(Pointing and labeling entries)

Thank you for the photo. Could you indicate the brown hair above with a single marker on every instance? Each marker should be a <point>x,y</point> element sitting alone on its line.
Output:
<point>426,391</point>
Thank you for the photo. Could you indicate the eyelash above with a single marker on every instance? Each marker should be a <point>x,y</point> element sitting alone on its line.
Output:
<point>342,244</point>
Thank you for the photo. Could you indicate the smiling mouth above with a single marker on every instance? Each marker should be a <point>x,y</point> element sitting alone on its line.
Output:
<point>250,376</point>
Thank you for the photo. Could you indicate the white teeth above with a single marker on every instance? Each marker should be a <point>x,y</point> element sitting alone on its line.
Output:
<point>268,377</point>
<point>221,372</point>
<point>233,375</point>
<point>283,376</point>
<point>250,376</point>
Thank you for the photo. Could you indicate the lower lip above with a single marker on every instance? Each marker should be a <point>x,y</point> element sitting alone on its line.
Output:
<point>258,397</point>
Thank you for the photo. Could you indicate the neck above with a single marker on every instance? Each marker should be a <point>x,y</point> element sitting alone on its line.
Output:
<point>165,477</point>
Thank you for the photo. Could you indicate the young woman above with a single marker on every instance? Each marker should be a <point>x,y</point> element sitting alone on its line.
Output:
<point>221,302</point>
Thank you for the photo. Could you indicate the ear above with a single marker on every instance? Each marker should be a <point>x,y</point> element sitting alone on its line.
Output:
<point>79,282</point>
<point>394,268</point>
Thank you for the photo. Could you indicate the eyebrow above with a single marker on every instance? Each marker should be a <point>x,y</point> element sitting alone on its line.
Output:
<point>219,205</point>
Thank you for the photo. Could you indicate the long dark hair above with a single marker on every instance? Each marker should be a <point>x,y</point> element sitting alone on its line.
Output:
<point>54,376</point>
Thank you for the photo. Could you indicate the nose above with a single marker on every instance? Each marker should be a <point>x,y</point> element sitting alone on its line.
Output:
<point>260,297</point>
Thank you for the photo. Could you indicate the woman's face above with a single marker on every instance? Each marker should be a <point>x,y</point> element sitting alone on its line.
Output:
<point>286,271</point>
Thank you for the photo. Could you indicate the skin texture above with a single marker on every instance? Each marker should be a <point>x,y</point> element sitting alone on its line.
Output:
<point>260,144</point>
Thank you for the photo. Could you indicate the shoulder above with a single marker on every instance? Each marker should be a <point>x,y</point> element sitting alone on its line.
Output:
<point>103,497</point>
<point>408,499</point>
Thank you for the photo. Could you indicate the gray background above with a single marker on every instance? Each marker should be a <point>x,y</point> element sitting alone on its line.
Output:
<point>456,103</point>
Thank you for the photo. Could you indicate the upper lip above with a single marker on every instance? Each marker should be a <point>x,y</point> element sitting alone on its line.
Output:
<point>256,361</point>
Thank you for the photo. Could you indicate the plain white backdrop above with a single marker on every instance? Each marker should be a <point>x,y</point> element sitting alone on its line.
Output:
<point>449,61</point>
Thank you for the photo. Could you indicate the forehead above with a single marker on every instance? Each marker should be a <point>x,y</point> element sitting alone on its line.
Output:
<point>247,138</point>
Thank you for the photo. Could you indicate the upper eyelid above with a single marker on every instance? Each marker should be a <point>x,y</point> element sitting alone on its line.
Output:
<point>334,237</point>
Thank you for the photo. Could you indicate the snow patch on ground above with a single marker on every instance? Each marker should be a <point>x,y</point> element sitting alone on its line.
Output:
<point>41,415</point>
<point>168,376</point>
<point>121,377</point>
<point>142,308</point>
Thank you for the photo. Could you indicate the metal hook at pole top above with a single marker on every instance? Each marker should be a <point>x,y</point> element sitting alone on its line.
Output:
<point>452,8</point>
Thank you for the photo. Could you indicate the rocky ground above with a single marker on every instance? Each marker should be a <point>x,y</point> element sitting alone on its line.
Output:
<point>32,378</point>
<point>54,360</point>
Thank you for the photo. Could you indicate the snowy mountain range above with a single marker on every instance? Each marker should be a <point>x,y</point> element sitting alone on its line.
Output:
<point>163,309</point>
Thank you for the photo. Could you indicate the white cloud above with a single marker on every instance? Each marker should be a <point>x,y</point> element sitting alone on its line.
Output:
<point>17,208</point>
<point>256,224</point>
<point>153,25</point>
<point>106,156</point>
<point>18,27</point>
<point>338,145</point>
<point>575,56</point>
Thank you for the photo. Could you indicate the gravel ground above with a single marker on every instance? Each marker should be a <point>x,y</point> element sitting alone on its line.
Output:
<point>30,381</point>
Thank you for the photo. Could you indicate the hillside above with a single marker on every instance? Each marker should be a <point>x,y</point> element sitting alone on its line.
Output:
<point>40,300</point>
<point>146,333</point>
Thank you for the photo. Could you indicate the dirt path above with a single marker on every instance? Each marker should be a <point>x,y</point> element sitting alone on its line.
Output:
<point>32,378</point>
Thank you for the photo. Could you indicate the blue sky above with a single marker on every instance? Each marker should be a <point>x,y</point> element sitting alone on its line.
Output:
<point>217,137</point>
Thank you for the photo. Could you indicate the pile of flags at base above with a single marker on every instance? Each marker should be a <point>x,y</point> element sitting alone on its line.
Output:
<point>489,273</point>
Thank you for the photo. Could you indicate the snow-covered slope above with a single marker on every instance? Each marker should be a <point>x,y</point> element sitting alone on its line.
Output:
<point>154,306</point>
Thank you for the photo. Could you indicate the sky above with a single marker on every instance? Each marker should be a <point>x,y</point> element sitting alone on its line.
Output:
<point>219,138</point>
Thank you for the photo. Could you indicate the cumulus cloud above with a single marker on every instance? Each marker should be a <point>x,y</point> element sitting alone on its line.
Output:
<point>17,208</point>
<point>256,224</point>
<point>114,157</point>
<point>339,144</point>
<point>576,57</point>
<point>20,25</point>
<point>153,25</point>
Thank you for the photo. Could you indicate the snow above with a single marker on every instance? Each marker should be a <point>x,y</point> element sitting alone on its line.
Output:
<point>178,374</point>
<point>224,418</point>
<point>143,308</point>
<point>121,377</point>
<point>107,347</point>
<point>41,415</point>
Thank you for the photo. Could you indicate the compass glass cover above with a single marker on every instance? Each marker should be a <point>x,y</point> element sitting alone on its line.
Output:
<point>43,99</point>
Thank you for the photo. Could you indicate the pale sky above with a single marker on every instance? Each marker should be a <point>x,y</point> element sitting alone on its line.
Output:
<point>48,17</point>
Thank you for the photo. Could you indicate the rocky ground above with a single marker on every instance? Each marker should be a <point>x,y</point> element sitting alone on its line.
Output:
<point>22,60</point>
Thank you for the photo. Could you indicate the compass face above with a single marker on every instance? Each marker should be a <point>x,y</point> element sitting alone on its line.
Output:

◆ WHAT THE EXERCISE ASKS
Please render all of the rows above as a numbered list, leaving out any blank lines.

◆ OUTPUT FOR THIS EXERCISE
1. Thank you for the photo. Could you indicate the brown hair above with a single marker on every instance? Each marker should be a <point>x,y</point> element sitting alone on its line.
2. Output:
3. <point>426,391</point>
4. Thank you for the photo. Could you indicate the eyelash above with a single marker on every instance? Each marker should be a <point>x,y</point> element sitting alone on its line.
5. Output:
6. <point>342,244</point>
7. Thank you for the photo. Could you indicate the smiling mouth above with a single marker on every instance? Each marker should be a <point>x,y</point> element sitting alone on its line.
8. Output:
9. <point>250,376</point>
10. Thank you for the photo. Could you indicate the white teeth above with a single marker on every instance? Each marker should be a <point>x,y</point> element sitting alone on its line.
11. Output:
12. <point>268,377</point>
13. <point>221,372</point>
14. <point>233,375</point>
15. <point>283,376</point>
16. <point>250,376</point>
17. Thank you for the photo. Could you indicate the lower lip above with a single marker on every instance? Each marker should be a <point>x,y</point> element sitting alone on its line.
18. Output:
19. <point>258,397</point>
20. Thank you for the photo. Could you indicate the neck above with a single marker on every instance? Each marker should be a <point>x,y</point> element sitting alone on its line.
21. Output:
22. <point>165,477</point>
23. Thank you for the photo. Could you indicate the young woman above with a single marker on every instance? Each marker should be a <point>x,y</point> element sitting alone on its line.
24. Output:
25. <point>221,302</point>
26. Thank you for the photo. Could you indicate the ear above with a single marker on every instance? Each marker should be a <point>x,y</point> element sitting alone on its line.
27. Output:
28. <point>79,282</point>
29. <point>394,268</point>
30. Thank you for the photo. Could you indicate the eyebrow above with a single marker on every instance? Each marker should be a <point>x,y</point> element sitting alone on its line.
31. Output:
32. <point>219,205</point>
33. Thank you for the photo. Could you indicate the long dark hair above with a single marker on every instance? Each marker should be a <point>x,y</point> element sitting alone on its line.
34. Output:
35. <point>54,376</point>
36. Thank you for the photo. Could you indicate the nose above with a single marker on every instance? Each marker should be a <point>x,y</point> element sitting alone on its line.
37. Output:
38. <point>260,297</point>
39. Thank you for the photo. Could you indicate the woman's face above with a single marker on every instance? Each marker should be a <point>x,y</point> element sitting alone on its line.
40. Output:
41. <point>286,271</point>
42. Thank you for the photo. Could you indicate the skin texture above with a single marker on every instance? Each marker should be a <point>x,y</point> element sitting alone on its line.
43. Output:
44. <point>260,144</point>
45. Thank you for the photo. Could you indicate the shoulder above with a single marker on every instance? Each marker should be a <point>x,y</point> element sitting alone on its line.
46. Output:
47. <point>103,497</point>
48. <point>408,499</point>
49. Thank you for the photo. Could you indicate the gray background above with a single marker on every instance? Each marker should be a <point>x,y</point> element sitting alone on its line.
50. Output:
51. <point>456,103</point>
52. Thank you for the photo. Could you indicate the upper lip above with a single marker on every instance? Each marker should be a <point>x,y</point> element sitting alone on its line.
53. Output:
54. <point>256,361</point>
55. Thank you for the photo. Could you indicate the plain white backdrop above with a single marker on every instance? Each marker should be a <point>x,y</point> element sitting alone on its line.
56. Output:
57. <point>449,61</point>
58. Thank you for the photo. Could you indicate the forehead above with a single marker on every instance? Each marker should be a <point>x,y</point> element sitting alone on its line.
59. Output:
60. <point>247,138</point>
61. Thank you for the photo. Could you indicate the upper eyelid above with a single marker on every instance? Each marker should be a <point>x,y</point> element sitting alone on its line.
62. Output:
63. <point>334,237</point>
64. Thank you for the photo. Could you indicate the snow patch on ground above with a single marker on every instance? Each marker should be a <point>x,y</point> element sitting alone on its line.
65. Output:
66. <point>41,415</point>
67. <point>168,376</point>
68. <point>121,377</point>
69. <point>142,308</point>
70. Thank you for the photo. Could you indicate the metal hook at pole top above with a single marker on every instance? Each marker should be a <point>x,y</point> element sitting alone on its line.
71. Output:
72. <point>452,8</point>
73. Thank you for the photo. Could you indicate the rocky ground above with a single marker on every instance? Each marker should be a <point>x,y</point> element sitting alone on its line.
74. Output:
75. <point>32,378</point>
76. <point>54,360</point>
77. Thank you for the photo. Could you indicate the snowy mountain range above with a single marker on every instance? Each marker should be a <point>x,y</point> element sitting alone on its line.
78. Output:
79. <point>163,309</point>
80. Thank you for the photo. Could you indicate the white cloud above with a single marker on every instance? Each marker should be a <point>x,y</point> element sitting alone on its line.
81. Output:
82. <point>17,208</point>
83. <point>256,224</point>
84. <point>153,25</point>
85. <point>106,156</point>
86. <point>18,27</point>
87. <point>338,145</point>
88. <point>575,56</point>
89. Thank you for the photo. Could you indicate the gravel ground above with a single marker on every instance? Each marker should be a <point>x,y</point> element sitting alone on its line.
90. Output:
91. <point>30,381</point>
92. Thank you for the photo. Could you indicate the hillside above with a single marker on every instance? Each marker should be a <point>x,y</point> element sitting alone on its line.
93. Output:
94. <point>40,300</point>
95. <point>146,333</point>
96. Thank you for the photo. Could you indicate the dirt path above with a single marker on every instance? Each marker should be a <point>x,y</point> element sitting alone on its line.
97. Output:
98. <point>32,378</point>
99. Thank you for the photo. Could you indicate the blue sky above with a single marker on every instance? Each marker should be a <point>x,y</point> element sitting alone on its line.
100. Output:
101. <point>217,137</point>
102. Thank you for the photo. Could you indicate the pile of flags at base above with a single marker on every instance? Each marker should be a <point>x,y</point> element sitting alone on its line.
103. Output:
104. <point>489,273</point>
105. Thank you for the photo. Could you indicate the snow-covered slope above with a single marker on every instance? Each marker should be a <point>x,y</point> element sitting alone on its line.
106. Output:
107. <point>154,306</point>
108. Thank you for the photo. Could you indicate the sky above with a single marker on every instance? Each marker should be a <point>x,y</point> element sitting alone on its line.
109. Output:
110. <point>219,138</point>
111. Thank you for the photo. Could you indicate the cumulus cloud above with a single marker on every instance? Each marker should be a <point>x,y</point> element sitting alone on its line.
112. Output:
113. <point>17,208</point>
114. <point>256,224</point>
115. <point>114,157</point>
116. <point>339,144</point>
117. <point>576,57</point>
118. <point>20,25</point>
119. <point>153,25</point>
120. Thank you for the photo. Could you indicate the snow above with a single marker on every instance? Each marker should be a <point>x,y</point> element sitting alone on its line.
121. Output:
122. <point>178,374</point>
123. <point>224,418</point>
124. <point>143,308</point>
125. <point>121,377</point>
126. <point>107,347</point>
127. <point>41,415</point>
128. Thank you for the photo. Could you indicate the compass glass cover above with a single marker on every instance? Each marker should be a <point>x,y</point> element sitting alone on its line.
129. Output:
130. <point>43,99</point>
131. Thank you for the photo. Could you indicate the pale sky above with a single marker on every instance? Each marker should be a <point>x,y</point> element sitting alone on its line.
132. Output:
133. <point>48,17</point>
134. Thank you for the photo. Could you indicate the rocky ground above with a single marker on every instance? Each marker should be a <point>x,y</point> element sitting alone on its line.
135. Output:
136. <point>22,60</point>
137. Thank you for the photo. Could you indicate the compass face above with a single marker on every instance? Each marker should be a <point>x,y</point> element sitting alone on its line.
138. Output:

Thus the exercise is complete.